-- Start of SUPPLIED INFORMATION --

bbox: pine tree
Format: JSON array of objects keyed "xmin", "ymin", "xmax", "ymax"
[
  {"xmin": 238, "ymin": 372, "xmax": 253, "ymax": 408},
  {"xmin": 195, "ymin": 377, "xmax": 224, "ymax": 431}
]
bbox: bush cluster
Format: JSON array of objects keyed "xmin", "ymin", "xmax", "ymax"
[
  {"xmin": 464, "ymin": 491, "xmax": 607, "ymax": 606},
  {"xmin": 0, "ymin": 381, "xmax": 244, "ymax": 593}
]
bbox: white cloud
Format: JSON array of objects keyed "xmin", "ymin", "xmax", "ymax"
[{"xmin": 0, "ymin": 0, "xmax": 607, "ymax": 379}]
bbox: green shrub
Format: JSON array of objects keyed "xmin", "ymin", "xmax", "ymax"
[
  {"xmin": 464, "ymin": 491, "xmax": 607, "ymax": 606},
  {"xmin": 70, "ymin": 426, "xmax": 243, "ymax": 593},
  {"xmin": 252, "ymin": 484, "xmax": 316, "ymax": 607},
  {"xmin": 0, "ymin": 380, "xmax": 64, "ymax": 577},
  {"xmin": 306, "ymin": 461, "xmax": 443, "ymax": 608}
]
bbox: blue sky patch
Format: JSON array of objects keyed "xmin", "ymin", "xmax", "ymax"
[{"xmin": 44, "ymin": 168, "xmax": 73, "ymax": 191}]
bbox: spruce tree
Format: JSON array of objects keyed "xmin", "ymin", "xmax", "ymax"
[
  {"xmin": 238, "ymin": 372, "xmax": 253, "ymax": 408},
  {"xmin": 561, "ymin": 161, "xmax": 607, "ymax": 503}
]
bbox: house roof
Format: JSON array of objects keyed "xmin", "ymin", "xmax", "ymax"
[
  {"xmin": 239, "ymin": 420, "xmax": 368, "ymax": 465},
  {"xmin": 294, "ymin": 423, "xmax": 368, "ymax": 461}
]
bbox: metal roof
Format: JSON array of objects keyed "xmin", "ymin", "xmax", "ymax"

-- End of SUPPLIED INFORMATION --

**WHAT IS REQUIRED**
Copy out every item above again, word for word.

**RESULT BELOW**
bbox: pine tree
Format: JSON array of objects keyed "xmin", "ymin", "xmax", "ymax"
[
  {"xmin": 238, "ymin": 372, "xmax": 253, "ymax": 408},
  {"xmin": 195, "ymin": 377, "xmax": 224, "ymax": 431}
]
bbox: bush cluster
Format: JSON array of objects keyed "xmin", "ymin", "xmax", "ymax"
[
  {"xmin": 464, "ymin": 491, "xmax": 607, "ymax": 606},
  {"xmin": 0, "ymin": 381, "xmax": 244, "ymax": 593}
]
bbox: white cloud
Format: JSON array of objects keyed "xmin", "ymin", "xmax", "ymax"
[{"xmin": 0, "ymin": 0, "xmax": 607, "ymax": 379}]
bbox: green shrub
Format: JSON array of objects keyed "xmin", "ymin", "xmax", "ymax"
[
  {"xmin": 464, "ymin": 491, "xmax": 607, "ymax": 606},
  {"xmin": 70, "ymin": 426, "xmax": 243, "ymax": 593},
  {"xmin": 252, "ymin": 484, "xmax": 316, "ymax": 607},
  {"xmin": 0, "ymin": 380, "xmax": 64, "ymax": 577},
  {"xmin": 306, "ymin": 461, "xmax": 443, "ymax": 608}
]
bbox: blue sky patch
Format: JSON array of objects keyed "xmin", "ymin", "xmax", "ymax"
[{"xmin": 44, "ymin": 168, "xmax": 73, "ymax": 191}]
bbox: spruce tree
Format: JSON array of objects keyed "xmin", "ymin", "xmax", "ymax"
[
  {"xmin": 238, "ymin": 372, "xmax": 253, "ymax": 408},
  {"xmin": 561, "ymin": 161, "xmax": 607, "ymax": 503}
]
bbox: house roof
Format: JSON array of objects keyed "xmin", "ymin", "xmax", "ymax"
[
  {"xmin": 239, "ymin": 420, "xmax": 368, "ymax": 465},
  {"xmin": 294, "ymin": 423, "xmax": 368, "ymax": 461}
]
bbox: metal roof
Format: JSON array of objects keyed "xmin", "ymin", "xmax", "ymax"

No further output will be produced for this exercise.